* [Exercise task] All records should be reproduced verbatim.

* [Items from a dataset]
'''

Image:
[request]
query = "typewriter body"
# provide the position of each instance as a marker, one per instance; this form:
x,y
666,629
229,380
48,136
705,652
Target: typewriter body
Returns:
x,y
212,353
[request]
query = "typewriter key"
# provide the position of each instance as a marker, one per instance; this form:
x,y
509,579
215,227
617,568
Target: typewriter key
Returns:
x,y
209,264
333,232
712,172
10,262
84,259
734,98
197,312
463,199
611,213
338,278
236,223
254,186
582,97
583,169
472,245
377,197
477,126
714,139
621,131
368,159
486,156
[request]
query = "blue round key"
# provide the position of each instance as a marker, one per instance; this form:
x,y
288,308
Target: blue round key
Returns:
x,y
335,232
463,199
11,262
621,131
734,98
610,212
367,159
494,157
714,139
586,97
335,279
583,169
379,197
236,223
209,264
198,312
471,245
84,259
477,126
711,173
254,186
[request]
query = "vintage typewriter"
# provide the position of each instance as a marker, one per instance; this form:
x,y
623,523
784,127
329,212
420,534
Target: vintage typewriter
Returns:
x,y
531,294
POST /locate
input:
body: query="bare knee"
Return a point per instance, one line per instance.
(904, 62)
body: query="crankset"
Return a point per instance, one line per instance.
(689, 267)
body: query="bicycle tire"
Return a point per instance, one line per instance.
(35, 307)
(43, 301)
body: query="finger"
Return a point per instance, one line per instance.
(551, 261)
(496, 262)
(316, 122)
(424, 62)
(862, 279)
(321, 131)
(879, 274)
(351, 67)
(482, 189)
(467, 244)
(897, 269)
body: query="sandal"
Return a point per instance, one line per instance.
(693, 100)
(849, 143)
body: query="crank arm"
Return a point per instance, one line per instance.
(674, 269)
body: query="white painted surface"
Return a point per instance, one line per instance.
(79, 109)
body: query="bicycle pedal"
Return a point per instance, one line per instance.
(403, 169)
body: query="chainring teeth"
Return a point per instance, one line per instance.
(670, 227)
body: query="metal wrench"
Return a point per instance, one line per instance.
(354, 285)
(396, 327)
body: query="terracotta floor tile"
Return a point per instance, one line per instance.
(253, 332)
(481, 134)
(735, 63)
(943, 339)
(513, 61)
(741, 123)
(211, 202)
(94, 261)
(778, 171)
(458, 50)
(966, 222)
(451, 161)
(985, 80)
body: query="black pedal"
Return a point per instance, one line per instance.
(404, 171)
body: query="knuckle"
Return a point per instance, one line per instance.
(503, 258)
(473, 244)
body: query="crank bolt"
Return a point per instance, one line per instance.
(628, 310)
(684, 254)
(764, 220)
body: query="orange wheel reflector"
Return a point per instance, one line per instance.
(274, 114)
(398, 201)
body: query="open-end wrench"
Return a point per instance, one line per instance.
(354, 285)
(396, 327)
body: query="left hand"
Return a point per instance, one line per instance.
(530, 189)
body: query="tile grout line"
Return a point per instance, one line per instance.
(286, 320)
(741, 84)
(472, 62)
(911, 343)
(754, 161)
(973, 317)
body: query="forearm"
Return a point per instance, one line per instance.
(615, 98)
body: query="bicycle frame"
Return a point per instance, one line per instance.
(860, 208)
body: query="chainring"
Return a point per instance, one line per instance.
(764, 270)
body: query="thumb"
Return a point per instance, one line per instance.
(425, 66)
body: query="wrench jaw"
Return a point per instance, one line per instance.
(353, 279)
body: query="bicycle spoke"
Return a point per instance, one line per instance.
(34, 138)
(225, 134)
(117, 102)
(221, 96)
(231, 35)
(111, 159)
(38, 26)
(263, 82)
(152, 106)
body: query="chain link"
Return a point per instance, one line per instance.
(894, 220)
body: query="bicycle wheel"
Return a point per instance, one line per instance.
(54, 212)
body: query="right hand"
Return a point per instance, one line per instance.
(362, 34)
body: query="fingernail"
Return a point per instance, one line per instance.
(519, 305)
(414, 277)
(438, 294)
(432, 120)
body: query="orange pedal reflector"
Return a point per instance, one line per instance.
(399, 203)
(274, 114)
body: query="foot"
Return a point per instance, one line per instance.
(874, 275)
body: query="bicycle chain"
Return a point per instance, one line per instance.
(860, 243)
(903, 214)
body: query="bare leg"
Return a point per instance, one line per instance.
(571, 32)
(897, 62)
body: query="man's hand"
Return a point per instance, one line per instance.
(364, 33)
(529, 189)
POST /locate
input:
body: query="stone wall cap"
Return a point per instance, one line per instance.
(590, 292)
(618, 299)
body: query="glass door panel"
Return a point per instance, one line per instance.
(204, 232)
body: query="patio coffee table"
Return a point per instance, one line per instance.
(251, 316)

'''

* [Finished task]
Image:
[request]
query = "typewriter body"
# provide the position of each instance as a marker, one per instance; this form:
x,y
666,629
229,380
48,136
705,652
Target: typewriter body
Returns:
x,y
212,353
[request]
query = "typewriter key"
# provide the position of each instance as a marker, one per instance; this form:
x,y
509,579
215,227
617,568
Target: typewriter key
Returns:
x,y
209,264
333,232
712,172
10,262
84,259
734,98
197,312
463,199
611,213
338,278
236,223
254,186
582,97
583,169
472,245
377,197
477,126
714,139
621,131
368,159
486,156
[request]
query = "blue round key"
# provide the position of each instance as a marker, one per instance; this form:
x,y
288,308
Target: blue round key
Returns:
x,y
335,232
463,199
11,262
621,131
734,98
610,212
367,159
494,157
714,139
586,97
335,279
583,169
379,197
236,223
209,264
198,312
471,245
84,259
477,126
711,173
254,186
[request]
query = "vintage typewriter"
# provide the position of each instance as a marker, one per instance; this form:
x,y
623,523
784,127
329,212
420,534
Target: vintage typewriter
Returns:
x,y
531,294
POST /locate
input:
body: query="bare knee"
Return a point per instance, one line per instance.
(904, 62)
body: query="crankset"
Return a point per instance, one line per instance.
(689, 267)
body: query="bicycle tire"
Return a point per instance, one line per instance.
(35, 307)
(43, 301)
body: query="finger"
Return a point per instance, one line per instance.
(551, 261)
(496, 262)
(316, 122)
(424, 62)
(862, 279)
(321, 131)
(879, 274)
(351, 67)
(482, 189)
(467, 244)
(897, 269)
body: query="sandal"
Return a point per instance, one line per instance.
(693, 100)
(849, 143)
body: query="crank arm"
Return a point per instance, one line per instance.
(674, 269)
body: query="white painted surface"
Return a point per instance, one line per instance.
(79, 109)
body: query="bicycle pedal"
Return a point per instance, one line per instance.
(403, 169)
body: query="chainring teeth"
Return a point per instance, one line per instance.
(670, 227)
body: query="metal wrench"
Return a point per instance, one line per instance.
(354, 285)
(396, 327)
body: query="terracotta floor tile"
Return a point per instance, one line per instance.
(253, 332)
(481, 134)
(735, 63)
(943, 339)
(513, 61)
(741, 123)
(211, 202)
(94, 261)
(778, 171)
(458, 50)
(966, 222)
(451, 161)
(985, 80)
body: query="black pedal"
Return a point per instance, one line per instance.
(404, 171)
body: query="knuckle"
Return a point per instance, one line per instance.
(503, 258)
(473, 244)
body: query="crank bolt"
Return a point per instance, one line per instance.
(628, 310)
(684, 254)
(764, 220)
body: query="orange wheel reflector"
Return a point per instance, one line per instance.
(274, 114)
(398, 201)
body: query="open-end wrench"
Return a point per instance, one line per instance.
(354, 285)
(396, 327)
body: query="left hand"
Return a point per instance, one line per instance.
(530, 189)
body: query="tile grout line"
Return a point per instance, one line per instance.
(286, 320)
(741, 84)
(472, 62)
(911, 343)
(754, 161)
(973, 317)
body: query="forearm"
Return a point per instance, one line per instance.
(615, 98)
body: query="bicycle frame"
Return a point per instance, one line per instance.
(860, 208)
body: query="chainring"
Return a point per instance, one line per instance.
(764, 270)
body: query="thumb"
Return a point per instance, one line per instance.
(425, 66)
body: query="wrench jaw"
Return a point per instance, one line per instance.
(353, 279)
body: query="bicycle spoke"
Return a point per instance, one line per instance.
(34, 138)
(225, 134)
(117, 102)
(221, 96)
(231, 35)
(111, 159)
(38, 26)
(263, 82)
(152, 106)
body: query="chain link"
Return a point per instance, one line per instance.
(894, 220)
body: query="bicycle wheel"
Return a point per instance, one line per instance.
(54, 212)
body: query="right hand"
Return a point per instance, one line per instance.
(362, 34)
body: query="fingernail"
Return a point per instance, one line per instance.
(519, 305)
(414, 277)
(438, 294)
(432, 120)
body: query="orange pedal reflector"
Return a point per instance, one line per instance.
(399, 203)
(274, 114)
body: query="foot"
Return a point per instance, one line per instance.
(874, 275)
body: query="bicycle chain"
Return a point per instance, one line per instance.
(860, 243)
(903, 214)
body: query="bare leg"
Return a point per instance, one line per instance.
(571, 32)
(897, 62)
body: query="man's hand"
Return a point per instance, one line per instance.
(364, 33)
(529, 189)
POST /locate
input:
body: query="stone wall cap"
Return a point per instance, one line per instance.
(590, 292)
(618, 299)
body: query="glass door panel"
Return a point per instance, one line per instance.
(204, 232)
body: query="patio coffee table"
Return a point per instance, one line per instance.
(251, 316)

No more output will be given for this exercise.